▶ TEXT PASSAGE:
Personally, I wouldn't buy any of the oxy-propane off-the-peg kits I've seen; the oxygen tends to run out astonishingly quickly, and I don't think the kits are good value.
If you are serious about oxy-propane, consider oxygen cylinder "hire" through Hobbyweld or similar, or, if you aren't planning to use the torch for cutting, maybe choose an oxygen concentrator instead.
Could the two leaks be attributable not so much to the torch but to your soldering preparation and technique?
|Keith Hudson 2||08/05/2021 11:48:16|
|3 forum posts|
My experience with a Oxyturbo set was one of frustration, flame too small, torch not very nice etc. It just about managed to repair a lug on a small aluminium casting using Lumiweld but it was hard work. This was quite a few years ago and things may have improved but the Rothenberger looks very similar to the Oxyturbo that I binned in disgust.
I now want to try again but it will be the lightweight Oxy propane sets that I am looking at, the sort of thing that look and behave like a normal OA torch. The initial cost of kit will be less than the Rothenberger but the deposit on propane and oxygen bottles will take out the saving, however lower re fill cost of gas bottles with make substantial savings if used for more than the occasional bit of silver soldering or brazing.
Edited By Keith Hudson 2 on 08/05/2021 11:50:35
Edited By JasonB on 08/05/2021 16:16:02
|John Rutzen||08/05/2021 12:35:13|
|323 forum posts|
Hi, my biggest improvement in my silver soldering kit has been my Sievert Cyclone burner [ the 10kW] one. This provides terrific heat and will work inside the firebox. I don't think you need anything else if you wrap everything you can with ceramic fibre so as not to lose heat. I got my cyclone burner on ebay for about £15 but they would be worth it if you have to pay full price. You can get the ceramic fibre from pottery suppliers.
7229 forum posts
That's right. Silver-solder melts well below the temperature of Propane burning in Air (650°C vs 1900°C), so temperature isn't the problem.
Burning Propane in Oxygen raises the flame temperature to about 2800°C, but the amount of heat delivered by the torch is about the same. For soldering, heat is wanted, not temperature. The higher temperature risks burning the boiler and the solder close to the flame, whilst still not delivering enough heat to make a satisfactory soldered joint.
What's needed is a large torch delivering more heat from a bigger flame, not a small torch with a high-temperature flame.
I've found Silver-soldering is much easier to do with a big torch. My small set up struggles with more than a cubic inch of metal. Takes so long to bring the job up to solder point that the flux may have boiled off and maybe only one end of the job is hot enough. It's necessary to surround the work with insulating firebrick to stop heat escaping faster than my dinky 900W Sievert can push it in. Watching the same job done with a 14kW torch is an eye-opener - one quick blast and it's done.

▶ RECORDED DATA:
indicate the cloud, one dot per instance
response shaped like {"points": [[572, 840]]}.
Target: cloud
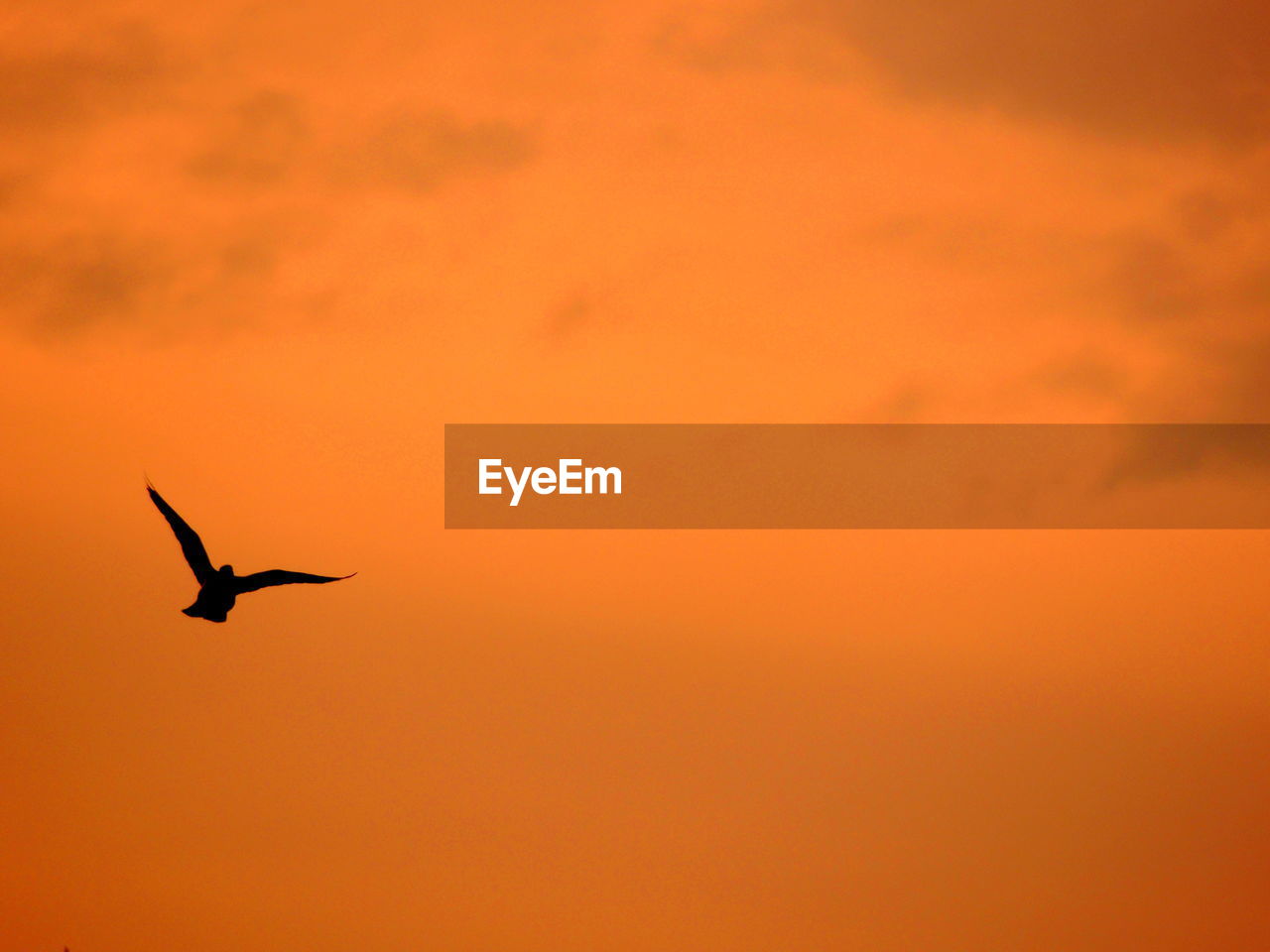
{"points": [[416, 150], [259, 144], [1196, 70], [108, 68]]}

▶ WHAT TO WORK ON: Write out the forum passage again, beginning at the words "If you are serious" and stopping after "binned in disgust.", and substitute "BOC" for "Hobbyweld". You won't need the material for this.

▶ SOLUTION BELOW:
If you are serious about oxy-propane, consider oxygen cylinder "hire" through BOC or similar, or, if you aren't planning to use the torch for cutting, maybe choose an oxygen concentrator instead.
Could the two leaks be attributable not so much to the torch but to your soldering preparation and technique?
|Keith Hudson 2||08/05/2021 11:48:16|
|3 forum posts|
My experience with a Oxyturbo set was one of frustration, flame too small, torch not very nice etc. It just about managed to repair a lug on a small aluminium casting using Lumiweld but it was hard work. This was quite a few years ago and things may have improved but the Rothenberger looks very similar to the Oxyturbo that I binned in disgust.